Nothing but the lines from the top of the records through the line with "Target | evergreen tree" should be returned, exactly, and without pictures.

*** PROVIDED ENTRIES

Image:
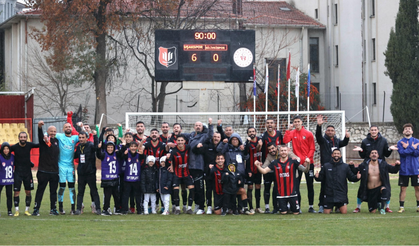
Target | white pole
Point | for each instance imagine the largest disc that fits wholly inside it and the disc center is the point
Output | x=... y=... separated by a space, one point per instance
x=254 y=110
x=100 y=122
x=308 y=115
x=289 y=100
x=266 y=89
x=278 y=90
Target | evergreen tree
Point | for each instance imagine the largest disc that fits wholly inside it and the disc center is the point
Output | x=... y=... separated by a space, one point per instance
x=402 y=65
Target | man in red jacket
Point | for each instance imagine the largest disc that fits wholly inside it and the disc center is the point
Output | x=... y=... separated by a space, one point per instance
x=303 y=146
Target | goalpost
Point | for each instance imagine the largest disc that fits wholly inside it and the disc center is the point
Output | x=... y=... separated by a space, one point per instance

******

### SOLUTION TO THE PROBLEM
Image:
Target | white pole
Point | for each instance imagine the largest disc that fits wholly inside it and the disc center is the point
Output | x=... y=... separated by a space, one point per instance
x=254 y=110
x=100 y=122
x=308 y=115
x=289 y=100
x=266 y=89
x=278 y=90
Target | evergreen tree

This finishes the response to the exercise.